§ Written exercise
In the records below, find the line containing "Could you please point to the white plantation"; copy exactly that line and all lines after it to the end, and nothing else.

— start of Data supplied —

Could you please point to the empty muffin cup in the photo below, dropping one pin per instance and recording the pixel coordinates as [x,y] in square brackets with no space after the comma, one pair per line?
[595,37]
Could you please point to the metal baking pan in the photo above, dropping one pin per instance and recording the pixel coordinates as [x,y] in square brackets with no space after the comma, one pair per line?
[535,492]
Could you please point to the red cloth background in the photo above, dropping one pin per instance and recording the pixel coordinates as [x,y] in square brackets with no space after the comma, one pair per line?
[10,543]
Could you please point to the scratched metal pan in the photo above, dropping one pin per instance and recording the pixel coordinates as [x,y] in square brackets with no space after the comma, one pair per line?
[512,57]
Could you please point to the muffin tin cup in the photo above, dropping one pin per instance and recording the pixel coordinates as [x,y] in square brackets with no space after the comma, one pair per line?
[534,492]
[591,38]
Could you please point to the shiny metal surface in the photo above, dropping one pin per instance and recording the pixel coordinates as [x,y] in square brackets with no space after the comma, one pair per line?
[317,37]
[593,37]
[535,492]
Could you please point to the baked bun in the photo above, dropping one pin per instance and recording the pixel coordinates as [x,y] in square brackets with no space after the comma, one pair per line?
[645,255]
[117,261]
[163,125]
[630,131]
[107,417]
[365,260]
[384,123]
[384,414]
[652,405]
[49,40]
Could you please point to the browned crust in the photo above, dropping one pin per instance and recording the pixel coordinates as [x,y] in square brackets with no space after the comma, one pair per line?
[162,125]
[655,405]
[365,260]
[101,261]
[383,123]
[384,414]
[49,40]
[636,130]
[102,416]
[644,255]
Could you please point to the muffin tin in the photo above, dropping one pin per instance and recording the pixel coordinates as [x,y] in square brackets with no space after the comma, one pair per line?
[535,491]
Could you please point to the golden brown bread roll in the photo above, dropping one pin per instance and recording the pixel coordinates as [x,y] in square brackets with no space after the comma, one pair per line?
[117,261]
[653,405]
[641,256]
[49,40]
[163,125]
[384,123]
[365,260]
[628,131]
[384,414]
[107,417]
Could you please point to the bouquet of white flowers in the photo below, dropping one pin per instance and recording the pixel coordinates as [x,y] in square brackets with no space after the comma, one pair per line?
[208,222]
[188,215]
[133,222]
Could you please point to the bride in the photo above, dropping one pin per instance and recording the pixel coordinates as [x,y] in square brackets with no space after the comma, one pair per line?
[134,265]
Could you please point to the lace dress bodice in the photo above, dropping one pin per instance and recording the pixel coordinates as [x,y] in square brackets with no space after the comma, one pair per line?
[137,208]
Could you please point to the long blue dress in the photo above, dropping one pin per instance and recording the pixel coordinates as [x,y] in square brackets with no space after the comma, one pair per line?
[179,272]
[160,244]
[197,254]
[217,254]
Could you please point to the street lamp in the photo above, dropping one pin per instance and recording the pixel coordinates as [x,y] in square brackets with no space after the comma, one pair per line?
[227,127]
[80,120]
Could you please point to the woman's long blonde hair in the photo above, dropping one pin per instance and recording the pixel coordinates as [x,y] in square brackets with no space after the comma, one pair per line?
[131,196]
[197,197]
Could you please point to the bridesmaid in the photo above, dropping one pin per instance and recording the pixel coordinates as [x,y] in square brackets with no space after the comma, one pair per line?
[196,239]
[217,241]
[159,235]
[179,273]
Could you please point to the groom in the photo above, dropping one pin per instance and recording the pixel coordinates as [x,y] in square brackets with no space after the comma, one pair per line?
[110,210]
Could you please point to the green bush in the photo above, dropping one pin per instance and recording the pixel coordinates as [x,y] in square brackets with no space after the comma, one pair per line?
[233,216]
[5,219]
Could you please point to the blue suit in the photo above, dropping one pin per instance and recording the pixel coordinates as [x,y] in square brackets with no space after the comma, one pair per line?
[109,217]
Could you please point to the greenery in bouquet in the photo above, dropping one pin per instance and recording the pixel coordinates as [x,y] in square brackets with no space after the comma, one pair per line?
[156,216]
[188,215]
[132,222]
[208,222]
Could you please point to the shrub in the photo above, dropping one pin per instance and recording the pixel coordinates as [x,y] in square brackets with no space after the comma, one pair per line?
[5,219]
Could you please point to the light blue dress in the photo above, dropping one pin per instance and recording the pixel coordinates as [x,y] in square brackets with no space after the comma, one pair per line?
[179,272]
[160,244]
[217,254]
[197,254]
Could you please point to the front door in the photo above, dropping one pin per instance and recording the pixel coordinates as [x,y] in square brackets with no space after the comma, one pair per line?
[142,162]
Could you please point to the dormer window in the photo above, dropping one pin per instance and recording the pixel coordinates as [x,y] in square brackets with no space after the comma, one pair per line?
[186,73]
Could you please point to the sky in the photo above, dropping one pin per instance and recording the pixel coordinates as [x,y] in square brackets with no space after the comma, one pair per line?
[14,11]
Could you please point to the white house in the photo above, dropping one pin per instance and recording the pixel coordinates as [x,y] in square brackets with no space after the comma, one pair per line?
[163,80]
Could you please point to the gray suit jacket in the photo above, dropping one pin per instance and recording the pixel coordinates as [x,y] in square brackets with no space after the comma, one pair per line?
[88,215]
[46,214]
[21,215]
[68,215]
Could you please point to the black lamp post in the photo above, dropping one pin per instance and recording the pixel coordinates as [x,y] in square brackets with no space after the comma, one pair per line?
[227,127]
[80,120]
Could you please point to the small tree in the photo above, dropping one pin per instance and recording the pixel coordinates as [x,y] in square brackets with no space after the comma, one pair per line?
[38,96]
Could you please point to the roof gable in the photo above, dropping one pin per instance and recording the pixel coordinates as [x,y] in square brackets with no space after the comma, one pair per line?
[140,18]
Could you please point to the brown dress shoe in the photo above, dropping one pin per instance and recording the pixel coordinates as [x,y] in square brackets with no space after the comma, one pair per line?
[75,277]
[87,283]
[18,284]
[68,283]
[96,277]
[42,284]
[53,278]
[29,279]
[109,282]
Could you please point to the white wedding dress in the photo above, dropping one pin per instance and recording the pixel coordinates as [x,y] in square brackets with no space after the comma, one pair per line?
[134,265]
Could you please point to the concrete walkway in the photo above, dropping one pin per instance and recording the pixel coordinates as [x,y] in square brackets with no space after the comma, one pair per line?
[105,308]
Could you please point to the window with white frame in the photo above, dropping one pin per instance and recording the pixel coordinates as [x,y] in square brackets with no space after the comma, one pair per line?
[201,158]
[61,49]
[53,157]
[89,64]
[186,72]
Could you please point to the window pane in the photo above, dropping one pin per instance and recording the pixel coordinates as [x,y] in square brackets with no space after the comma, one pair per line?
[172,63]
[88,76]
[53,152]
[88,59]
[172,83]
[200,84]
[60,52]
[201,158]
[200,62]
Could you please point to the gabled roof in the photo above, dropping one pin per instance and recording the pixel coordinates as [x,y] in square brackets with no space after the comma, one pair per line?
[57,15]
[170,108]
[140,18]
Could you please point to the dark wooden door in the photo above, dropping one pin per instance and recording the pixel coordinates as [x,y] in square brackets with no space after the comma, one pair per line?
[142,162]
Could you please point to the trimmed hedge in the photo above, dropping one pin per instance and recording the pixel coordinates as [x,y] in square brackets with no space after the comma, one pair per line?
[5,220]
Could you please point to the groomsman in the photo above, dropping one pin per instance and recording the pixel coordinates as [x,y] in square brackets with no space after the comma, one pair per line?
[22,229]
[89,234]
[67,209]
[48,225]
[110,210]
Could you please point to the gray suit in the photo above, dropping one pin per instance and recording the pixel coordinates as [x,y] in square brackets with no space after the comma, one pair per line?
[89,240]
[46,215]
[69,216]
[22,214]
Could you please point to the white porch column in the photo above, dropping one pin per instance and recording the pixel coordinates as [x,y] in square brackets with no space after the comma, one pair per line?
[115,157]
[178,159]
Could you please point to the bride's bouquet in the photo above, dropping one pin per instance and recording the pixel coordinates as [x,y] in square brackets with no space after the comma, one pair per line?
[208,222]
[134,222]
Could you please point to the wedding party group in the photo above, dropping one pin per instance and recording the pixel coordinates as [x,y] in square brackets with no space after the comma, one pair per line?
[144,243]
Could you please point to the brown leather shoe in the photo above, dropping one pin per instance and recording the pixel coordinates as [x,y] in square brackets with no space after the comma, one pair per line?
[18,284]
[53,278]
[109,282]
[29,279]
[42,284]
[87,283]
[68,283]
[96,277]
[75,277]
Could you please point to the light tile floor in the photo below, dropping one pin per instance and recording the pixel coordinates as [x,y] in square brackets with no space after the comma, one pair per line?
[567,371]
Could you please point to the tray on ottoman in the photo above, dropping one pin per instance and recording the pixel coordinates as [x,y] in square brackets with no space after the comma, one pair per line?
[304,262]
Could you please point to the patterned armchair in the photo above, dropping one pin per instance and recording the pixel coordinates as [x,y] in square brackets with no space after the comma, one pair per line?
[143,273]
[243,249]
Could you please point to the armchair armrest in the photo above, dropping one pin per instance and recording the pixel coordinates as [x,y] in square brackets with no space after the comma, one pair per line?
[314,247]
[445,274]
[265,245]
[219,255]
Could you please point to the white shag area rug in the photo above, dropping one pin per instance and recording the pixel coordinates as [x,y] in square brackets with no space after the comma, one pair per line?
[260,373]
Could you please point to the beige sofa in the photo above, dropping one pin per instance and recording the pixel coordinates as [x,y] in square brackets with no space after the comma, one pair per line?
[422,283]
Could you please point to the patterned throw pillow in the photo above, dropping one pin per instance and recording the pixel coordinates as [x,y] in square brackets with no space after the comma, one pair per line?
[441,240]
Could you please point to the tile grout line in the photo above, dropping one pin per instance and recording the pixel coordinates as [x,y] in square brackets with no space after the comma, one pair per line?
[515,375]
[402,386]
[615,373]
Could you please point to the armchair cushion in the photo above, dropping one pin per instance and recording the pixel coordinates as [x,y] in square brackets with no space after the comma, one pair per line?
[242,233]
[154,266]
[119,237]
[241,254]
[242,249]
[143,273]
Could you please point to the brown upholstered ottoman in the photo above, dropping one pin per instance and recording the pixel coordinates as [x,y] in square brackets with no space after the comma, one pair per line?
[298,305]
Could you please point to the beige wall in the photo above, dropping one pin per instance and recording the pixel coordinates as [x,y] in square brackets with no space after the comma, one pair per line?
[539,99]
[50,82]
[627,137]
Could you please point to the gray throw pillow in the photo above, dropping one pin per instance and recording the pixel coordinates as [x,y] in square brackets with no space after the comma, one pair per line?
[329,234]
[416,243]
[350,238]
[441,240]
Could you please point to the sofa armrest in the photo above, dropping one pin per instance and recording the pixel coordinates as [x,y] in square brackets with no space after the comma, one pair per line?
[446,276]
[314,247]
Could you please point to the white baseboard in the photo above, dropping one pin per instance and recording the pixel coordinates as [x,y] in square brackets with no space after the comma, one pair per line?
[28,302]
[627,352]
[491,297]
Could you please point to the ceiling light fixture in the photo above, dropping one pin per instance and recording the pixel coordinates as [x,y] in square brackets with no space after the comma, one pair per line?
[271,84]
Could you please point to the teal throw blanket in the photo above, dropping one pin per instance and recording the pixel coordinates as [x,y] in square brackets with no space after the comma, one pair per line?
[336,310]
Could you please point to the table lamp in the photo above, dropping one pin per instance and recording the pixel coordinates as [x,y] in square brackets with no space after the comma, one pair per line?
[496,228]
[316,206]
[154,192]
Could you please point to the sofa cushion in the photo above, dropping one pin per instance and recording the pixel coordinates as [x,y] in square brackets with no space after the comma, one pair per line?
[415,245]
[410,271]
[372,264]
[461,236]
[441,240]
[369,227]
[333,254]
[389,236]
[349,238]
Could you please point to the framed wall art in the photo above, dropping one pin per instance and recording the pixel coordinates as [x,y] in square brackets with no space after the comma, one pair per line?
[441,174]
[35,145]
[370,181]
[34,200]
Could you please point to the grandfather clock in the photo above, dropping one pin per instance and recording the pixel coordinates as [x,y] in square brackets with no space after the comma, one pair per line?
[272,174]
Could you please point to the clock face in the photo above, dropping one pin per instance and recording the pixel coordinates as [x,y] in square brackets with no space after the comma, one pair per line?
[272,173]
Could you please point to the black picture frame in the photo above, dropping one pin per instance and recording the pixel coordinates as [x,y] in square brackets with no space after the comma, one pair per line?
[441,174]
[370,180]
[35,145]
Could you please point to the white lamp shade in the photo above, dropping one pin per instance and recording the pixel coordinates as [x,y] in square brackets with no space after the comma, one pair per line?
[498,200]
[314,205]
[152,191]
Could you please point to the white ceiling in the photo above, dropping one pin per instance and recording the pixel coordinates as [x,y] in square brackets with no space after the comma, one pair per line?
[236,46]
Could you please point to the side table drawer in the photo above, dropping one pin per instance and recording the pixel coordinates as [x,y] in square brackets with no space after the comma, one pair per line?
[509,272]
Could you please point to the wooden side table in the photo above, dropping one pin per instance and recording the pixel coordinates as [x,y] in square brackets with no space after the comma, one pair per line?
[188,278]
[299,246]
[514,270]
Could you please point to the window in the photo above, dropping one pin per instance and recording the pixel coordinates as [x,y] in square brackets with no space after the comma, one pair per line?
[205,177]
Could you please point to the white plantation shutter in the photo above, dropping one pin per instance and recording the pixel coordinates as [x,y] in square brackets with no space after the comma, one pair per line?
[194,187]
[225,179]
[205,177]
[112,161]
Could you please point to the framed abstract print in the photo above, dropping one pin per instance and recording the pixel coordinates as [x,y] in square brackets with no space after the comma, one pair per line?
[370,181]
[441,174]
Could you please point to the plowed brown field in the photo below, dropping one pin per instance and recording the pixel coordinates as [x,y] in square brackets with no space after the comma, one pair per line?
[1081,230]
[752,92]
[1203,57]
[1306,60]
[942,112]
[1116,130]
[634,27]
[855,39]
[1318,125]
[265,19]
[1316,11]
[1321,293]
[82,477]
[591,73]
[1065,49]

— end of Data supplied —

§ Result
Could you please point to the white plantation shutter in the photo above, dropping one pin per instance and recording the pixel coordinates as [x,y] in square brackets with no space after the comma, one pair per line?
[194,187]
[225,179]
[205,177]
[112,161]
Could you please point to the framed abstract print in the photo above, dropping one pin per instance and recording the pixel coordinates as [x,y] in square brackets with no space after the comma, one pair per line?
[370,181]
[441,174]
Could you please point to the plowed brown field in the photo below, dropping one pin per instance and recording the pixel coordinates as [x,y] in square brackets with no space after the comma, one pair per line?
[1081,230]
[752,92]
[1203,57]
[1306,60]
[942,112]
[1116,130]
[634,27]
[855,39]
[1318,125]
[265,19]
[1316,11]
[1321,293]
[82,477]
[591,73]
[1065,49]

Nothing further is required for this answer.